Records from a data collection
>> start

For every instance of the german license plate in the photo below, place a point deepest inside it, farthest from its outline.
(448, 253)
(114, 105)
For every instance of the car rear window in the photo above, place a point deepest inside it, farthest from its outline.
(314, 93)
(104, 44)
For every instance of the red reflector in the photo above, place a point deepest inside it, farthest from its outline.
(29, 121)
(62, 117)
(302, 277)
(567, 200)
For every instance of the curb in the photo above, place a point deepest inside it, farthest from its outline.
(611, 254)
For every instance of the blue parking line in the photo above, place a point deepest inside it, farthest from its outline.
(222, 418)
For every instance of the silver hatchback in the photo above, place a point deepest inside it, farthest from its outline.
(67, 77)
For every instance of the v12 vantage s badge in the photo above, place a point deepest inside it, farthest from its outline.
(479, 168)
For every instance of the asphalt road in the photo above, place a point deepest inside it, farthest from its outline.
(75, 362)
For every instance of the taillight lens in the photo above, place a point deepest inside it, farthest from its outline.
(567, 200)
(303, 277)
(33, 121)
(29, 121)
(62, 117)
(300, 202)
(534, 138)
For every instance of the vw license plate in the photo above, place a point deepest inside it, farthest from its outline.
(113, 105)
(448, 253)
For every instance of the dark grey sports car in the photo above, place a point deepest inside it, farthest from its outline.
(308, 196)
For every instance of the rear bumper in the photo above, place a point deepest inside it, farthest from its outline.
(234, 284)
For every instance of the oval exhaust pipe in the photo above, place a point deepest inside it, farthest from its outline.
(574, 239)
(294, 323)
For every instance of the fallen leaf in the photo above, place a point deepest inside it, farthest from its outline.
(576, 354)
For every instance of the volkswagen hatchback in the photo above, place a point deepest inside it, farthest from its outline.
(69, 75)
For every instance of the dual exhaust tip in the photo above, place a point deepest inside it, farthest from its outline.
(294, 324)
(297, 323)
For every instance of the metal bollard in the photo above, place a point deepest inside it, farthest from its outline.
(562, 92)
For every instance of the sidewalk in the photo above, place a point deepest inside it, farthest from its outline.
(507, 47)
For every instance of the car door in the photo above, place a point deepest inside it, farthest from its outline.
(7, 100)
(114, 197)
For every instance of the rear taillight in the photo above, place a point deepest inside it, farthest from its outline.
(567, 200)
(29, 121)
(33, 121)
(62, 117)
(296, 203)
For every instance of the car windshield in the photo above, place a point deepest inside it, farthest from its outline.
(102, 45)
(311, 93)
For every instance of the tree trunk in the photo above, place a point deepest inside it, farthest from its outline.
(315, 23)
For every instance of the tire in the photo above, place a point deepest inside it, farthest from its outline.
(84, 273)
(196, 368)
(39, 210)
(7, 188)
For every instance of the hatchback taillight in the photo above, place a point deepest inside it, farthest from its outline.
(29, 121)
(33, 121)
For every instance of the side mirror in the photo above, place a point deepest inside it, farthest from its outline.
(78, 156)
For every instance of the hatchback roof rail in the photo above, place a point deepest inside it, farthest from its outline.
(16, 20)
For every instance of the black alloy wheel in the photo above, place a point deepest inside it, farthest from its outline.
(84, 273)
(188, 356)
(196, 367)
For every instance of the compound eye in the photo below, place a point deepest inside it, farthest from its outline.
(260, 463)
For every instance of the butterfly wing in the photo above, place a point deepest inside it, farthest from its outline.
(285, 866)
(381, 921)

>> end

> [Task objective] What are the lines from the one with "For every instance of the side mirror" through the last line of the records above? Quote them exactly and add nothing.

> [Reply to the task]
For every instance of the side mirror in the photo above, place a point deepest inside it, farthest from its outline.
(78, 156)
For every instance of the hatchback roof rail in the photo above, place a point deepest inside it, farthest from its outline.
(16, 20)
For every instance of the black alloy wheel in the photo above, place a point deepest inside it, farthest from its outline.
(84, 273)
(188, 356)
(196, 367)
For every instance of the compound eye in the photo below, place a point deepest inside it, farthest from its outline.
(260, 463)
For every instance of the butterfly wing in the photo above, place a point deepest inside it, farthest from its outline.
(285, 866)
(381, 921)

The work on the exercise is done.